— Begin Document —

This Supplementary Prospectus should be read together with the Prospectus. Other than as set out below, all details in relation to the Prospectus remain unchanged. Terms and abbreviations defined in the Prospectus have the same meaning in this Supplementary Prospectus. If there is a conflict between the Prospectus and this Supplementary Prospectus, this Supplementary Prospectus will prevail.
This Supplementary Prospectus will be issued with the Prospectus in hard copy or as an electronic copy and may be accessed on the Company’s website at www.bphenergy.com.au/.
This is an important document and should be read in its entirety. If you do not understand it, you should consult your professional advisers without delay.
1. BACKGROUND
On 12 January 2026, the Company announced that it had received firm commitments from new and existing sophisticated investors ( January Placement Participants ) for the issue of 134,222,222 Shares at an issue price of $0.009 per share (being an 18.2% discount to the last closing price of $0.0011 on 8 January 2026, and a 7.8% discount to the 15-day volume weighted average price of $0.00976 per Share) ( January Placement Shares ) to raise approximately $1,208,000 ( January Placement ).

— End Document —

• [Work instructions]:
Reproduce the part of the supplementary prospectus starting with "1. BACKGROUND" and going on through "January Placement ).". The records that follow are separate from the supplementary prospectus.

— Begin Supplied entries —

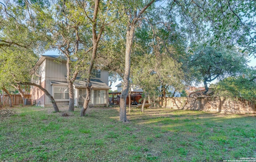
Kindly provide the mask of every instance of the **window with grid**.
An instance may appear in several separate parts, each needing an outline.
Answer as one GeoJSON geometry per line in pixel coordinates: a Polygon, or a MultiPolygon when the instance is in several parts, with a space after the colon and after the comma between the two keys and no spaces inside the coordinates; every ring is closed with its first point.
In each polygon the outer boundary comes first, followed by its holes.
{"type": "Polygon", "coordinates": [[[100,78],[100,70],[92,69],[91,74],[92,78],[100,78]]]}
{"type": "Polygon", "coordinates": [[[69,98],[68,87],[54,87],[53,93],[55,99],[68,99],[69,98]]]}

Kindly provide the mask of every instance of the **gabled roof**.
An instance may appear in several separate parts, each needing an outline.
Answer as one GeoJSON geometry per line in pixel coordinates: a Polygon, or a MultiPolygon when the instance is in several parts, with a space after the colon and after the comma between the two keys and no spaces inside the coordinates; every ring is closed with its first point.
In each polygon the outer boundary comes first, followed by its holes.
{"type": "MultiPolygon", "coordinates": [[[[92,79],[90,79],[90,80],[92,84],[92,88],[105,90],[109,90],[111,89],[110,87],[100,80],[92,79]]],[[[68,82],[66,82],[50,80],[50,82],[51,85],[57,85],[64,86],[68,86],[68,82]]],[[[76,80],[74,83],[74,85],[75,88],[86,88],[86,82],[84,80],[76,80]]]]}
{"type": "MultiPolygon", "coordinates": [[[[36,62],[36,64],[40,65],[44,61],[45,58],[52,58],[53,59],[61,59],[65,61],[66,61],[67,59],[65,57],[62,55],[43,55],[41,56],[40,58],[39,58],[39,60],[36,62]]],[[[75,61],[75,60],[72,60],[72,61],[75,61]]]]}

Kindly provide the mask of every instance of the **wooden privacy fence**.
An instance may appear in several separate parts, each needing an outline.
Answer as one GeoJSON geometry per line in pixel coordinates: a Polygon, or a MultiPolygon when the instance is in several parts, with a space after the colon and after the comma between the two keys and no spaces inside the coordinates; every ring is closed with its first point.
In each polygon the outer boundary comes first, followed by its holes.
{"type": "MultiPolygon", "coordinates": [[[[166,107],[182,109],[188,98],[166,98],[166,107]]],[[[164,105],[164,98],[159,99],[159,104],[164,105]]],[[[237,113],[256,113],[256,104],[248,101],[232,100],[222,97],[198,97],[192,109],[237,113]]]]}
{"type": "MultiPolygon", "coordinates": [[[[166,107],[174,109],[181,109],[185,105],[188,101],[186,97],[171,97],[166,98],[166,107]]],[[[158,99],[159,104],[161,107],[164,107],[165,105],[164,98],[160,98],[158,99]]]]}
{"type": "MultiPolygon", "coordinates": [[[[12,95],[12,100],[13,101],[14,105],[24,105],[24,102],[20,94],[15,94],[12,95]]],[[[25,98],[31,98],[31,95],[30,94],[25,95],[25,98]]],[[[8,96],[5,95],[3,96],[3,105],[10,105],[11,101],[8,96]]]]}

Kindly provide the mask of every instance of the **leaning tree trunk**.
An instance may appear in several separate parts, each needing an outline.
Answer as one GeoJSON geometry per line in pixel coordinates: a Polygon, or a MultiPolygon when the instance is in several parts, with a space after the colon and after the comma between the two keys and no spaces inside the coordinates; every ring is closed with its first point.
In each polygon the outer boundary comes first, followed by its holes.
{"type": "Polygon", "coordinates": [[[3,90],[5,92],[5,93],[7,94],[8,95],[8,97],[9,97],[9,98],[10,99],[10,101],[11,103],[10,103],[10,107],[13,107],[13,100],[12,100],[12,95],[9,93],[9,91],[7,90],[6,90],[4,87],[2,88],[3,90]]]}
{"type": "Polygon", "coordinates": [[[51,94],[49,93],[48,91],[45,89],[45,88],[44,88],[41,85],[37,84],[35,83],[30,83],[29,82],[26,82],[24,83],[21,83],[21,84],[24,84],[24,85],[29,85],[30,86],[35,86],[38,88],[39,88],[41,90],[43,91],[45,94],[49,98],[50,100],[50,102],[52,104],[52,106],[53,107],[53,108],[54,109],[54,111],[55,112],[59,112],[60,110],[59,110],[59,108],[57,105],[57,103],[56,103],[56,101],[54,100],[54,98],[51,94]]]}
{"type": "Polygon", "coordinates": [[[3,104],[3,97],[4,97],[4,91],[3,90],[2,90],[2,94],[0,94],[0,96],[1,96],[1,103],[0,103],[0,105],[3,104]]]}
{"type": "Polygon", "coordinates": [[[164,90],[163,91],[163,95],[164,95],[164,107],[166,108],[166,103],[167,102],[167,101],[166,100],[166,93],[165,89],[164,89],[164,90]]]}
{"type": "Polygon", "coordinates": [[[125,66],[123,86],[120,96],[120,102],[119,120],[123,122],[128,122],[126,117],[126,98],[129,90],[129,79],[131,67],[131,52],[134,33],[134,27],[132,25],[128,25],[126,29],[126,46],[125,51],[125,66]]]}
{"type": "Polygon", "coordinates": [[[148,103],[150,104],[150,105],[149,106],[149,107],[151,107],[151,106],[152,105],[152,98],[150,96],[150,95],[148,95],[148,103]]]}
{"type": "Polygon", "coordinates": [[[146,98],[147,98],[147,94],[146,92],[144,93],[145,94],[145,96],[143,99],[143,102],[142,103],[142,105],[141,107],[141,109],[140,109],[140,112],[143,113],[144,112],[144,107],[145,106],[145,103],[146,103],[146,98]]]}
{"type": "Polygon", "coordinates": [[[128,22],[126,27],[126,42],[125,50],[125,61],[124,74],[124,86],[120,97],[120,113],[119,120],[123,122],[128,122],[126,117],[126,97],[128,94],[129,88],[129,79],[130,78],[130,71],[131,68],[131,52],[132,46],[133,42],[134,35],[135,27],[141,18],[142,14],[148,8],[155,0],[151,0],[148,4],[144,6],[140,12],[134,12],[134,17],[130,21],[128,22]]]}
{"type": "Polygon", "coordinates": [[[84,100],[84,105],[81,109],[81,112],[80,112],[80,117],[85,115],[86,111],[88,107],[89,102],[91,100],[91,87],[92,83],[91,83],[90,80],[89,80],[86,83],[86,96],[85,98],[85,99],[84,100]]]}
{"type": "Polygon", "coordinates": [[[19,93],[21,96],[21,97],[22,98],[22,100],[23,100],[23,103],[25,104],[25,94],[24,94],[24,93],[23,92],[23,91],[22,91],[21,88],[20,88],[20,85],[18,84],[17,86],[13,84],[12,86],[13,86],[13,87],[16,89],[17,89],[17,90],[18,90],[18,91],[19,92],[19,93]]]}
{"type": "Polygon", "coordinates": [[[129,91],[129,112],[131,112],[131,91],[129,91]]]}

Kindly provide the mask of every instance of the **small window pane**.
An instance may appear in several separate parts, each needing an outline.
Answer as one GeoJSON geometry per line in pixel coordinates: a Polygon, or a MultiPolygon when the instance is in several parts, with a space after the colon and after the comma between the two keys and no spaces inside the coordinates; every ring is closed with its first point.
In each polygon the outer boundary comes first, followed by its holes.
{"type": "Polygon", "coordinates": [[[96,74],[96,78],[100,78],[100,74],[96,74]]]}
{"type": "Polygon", "coordinates": [[[62,88],[62,92],[68,93],[68,88],[66,87],[62,88]]]}
{"type": "Polygon", "coordinates": [[[55,99],[61,99],[61,93],[54,93],[55,99]]]}
{"type": "Polygon", "coordinates": [[[64,94],[64,97],[63,98],[68,99],[69,98],[69,94],[65,93],[64,94]]]}
{"type": "Polygon", "coordinates": [[[61,87],[54,87],[54,92],[61,92],[61,87]]]}

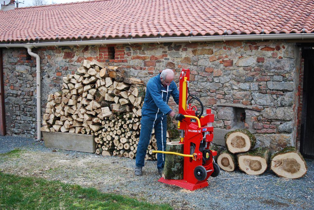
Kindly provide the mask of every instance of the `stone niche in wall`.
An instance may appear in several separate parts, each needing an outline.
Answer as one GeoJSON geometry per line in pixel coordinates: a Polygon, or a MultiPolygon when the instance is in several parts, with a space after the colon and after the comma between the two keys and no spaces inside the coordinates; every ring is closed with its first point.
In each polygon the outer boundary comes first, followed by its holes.
{"type": "Polygon", "coordinates": [[[222,121],[224,126],[214,129],[213,143],[225,146],[225,135],[228,132],[236,129],[247,129],[252,134],[256,132],[252,128],[253,117],[260,114],[260,111],[251,106],[240,104],[217,104],[216,118],[222,121]]]}

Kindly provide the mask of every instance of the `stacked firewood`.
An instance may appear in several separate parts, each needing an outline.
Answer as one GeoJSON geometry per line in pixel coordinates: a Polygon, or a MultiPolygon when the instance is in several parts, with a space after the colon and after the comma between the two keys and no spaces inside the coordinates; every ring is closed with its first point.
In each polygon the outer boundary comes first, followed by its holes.
{"type": "MultiPolygon", "coordinates": [[[[133,113],[106,117],[101,121],[103,128],[94,134],[97,143],[96,153],[104,155],[124,156],[133,159],[136,156],[139,141],[140,118],[133,113]]],[[[145,160],[156,159],[152,150],[157,150],[157,140],[153,134],[147,150],[145,160]]]]}
{"type": "Polygon", "coordinates": [[[256,139],[246,129],[230,131],[226,134],[225,140],[227,150],[218,150],[219,155],[217,160],[224,171],[233,171],[237,165],[247,174],[259,175],[270,165],[271,170],[279,176],[296,179],[306,173],[306,162],[294,147],[286,148],[271,157],[270,151],[266,148],[252,149],[256,139]]]}
{"type": "MultiPolygon", "coordinates": [[[[142,81],[127,78],[117,67],[87,60],[62,79],[61,91],[48,96],[41,130],[93,135],[96,154],[135,157],[145,92],[142,81]]],[[[167,137],[175,138],[171,128],[167,137]]],[[[152,151],[156,141],[153,130],[145,160],[156,159],[152,151]]]]}
{"type": "Polygon", "coordinates": [[[117,67],[85,60],[62,79],[62,91],[48,96],[42,131],[93,134],[106,117],[131,111],[141,115],[145,86],[117,67]]]}

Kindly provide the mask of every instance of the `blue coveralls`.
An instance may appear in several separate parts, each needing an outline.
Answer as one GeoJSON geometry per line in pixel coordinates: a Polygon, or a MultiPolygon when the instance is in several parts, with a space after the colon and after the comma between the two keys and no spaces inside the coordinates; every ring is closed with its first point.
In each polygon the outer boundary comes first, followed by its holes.
{"type": "MultiPolygon", "coordinates": [[[[159,74],[150,79],[147,82],[146,94],[142,109],[141,127],[135,159],[137,167],[144,166],[144,159],[153,128],[154,129],[158,150],[165,151],[165,150],[166,115],[172,111],[167,104],[170,95],[172,96],[177,104],[179,104],[179,91],[173,81],[165,87],[161,84],[159,74]]],[[[165,155],[157,153],[157,168],[164,168],[165,155]]]]}

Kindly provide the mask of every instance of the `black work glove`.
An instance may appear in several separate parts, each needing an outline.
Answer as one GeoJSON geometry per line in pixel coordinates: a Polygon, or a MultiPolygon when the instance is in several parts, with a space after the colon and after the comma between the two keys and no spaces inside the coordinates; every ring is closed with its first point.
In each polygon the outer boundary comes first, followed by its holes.
{"type": "Polygon", "coordinates": [[[182,114],[175,114],[173,116],[173,118],[180,122],[182,122],[182,120],[185,118],[184,115],[182,114]]]}

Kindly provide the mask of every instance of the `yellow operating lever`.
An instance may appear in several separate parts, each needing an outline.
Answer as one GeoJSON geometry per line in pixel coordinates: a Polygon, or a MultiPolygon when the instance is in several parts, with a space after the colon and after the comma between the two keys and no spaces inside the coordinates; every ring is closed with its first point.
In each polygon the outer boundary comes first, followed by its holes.
{"type": "Polygon", "coordinates": [[[193,157],[193,155],[185,155],[185,154],[179,153],[177,152],[166,152],[165,151],[157,151],[157,150],[153,150],[152,151],[152,152],[154,153],[164,153],[164,154],[172,154],[172,155],[177,155],[183,156],[183,157],[191,157],[192,158],[193,157]]]}

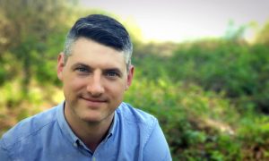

— End Supplied entries —

• [Solution to this task]:
1. BACKGROUND
On 12 January 2026, the Company announced that it had received firm commitments from new and existing sophisticated investors ( January Placement Participants ) for the issue of 134,222,222 Shares at an issue price of $0.009 per share (being an 18.2% discount to the last closing price of $0.0011 on 8 January 2026, and a 7.8% discount to the 15-day volume weighted average price of $0.00976 per Share) ( January Placement Shares ) to raise approximately $1,208,000 ( January Placement ).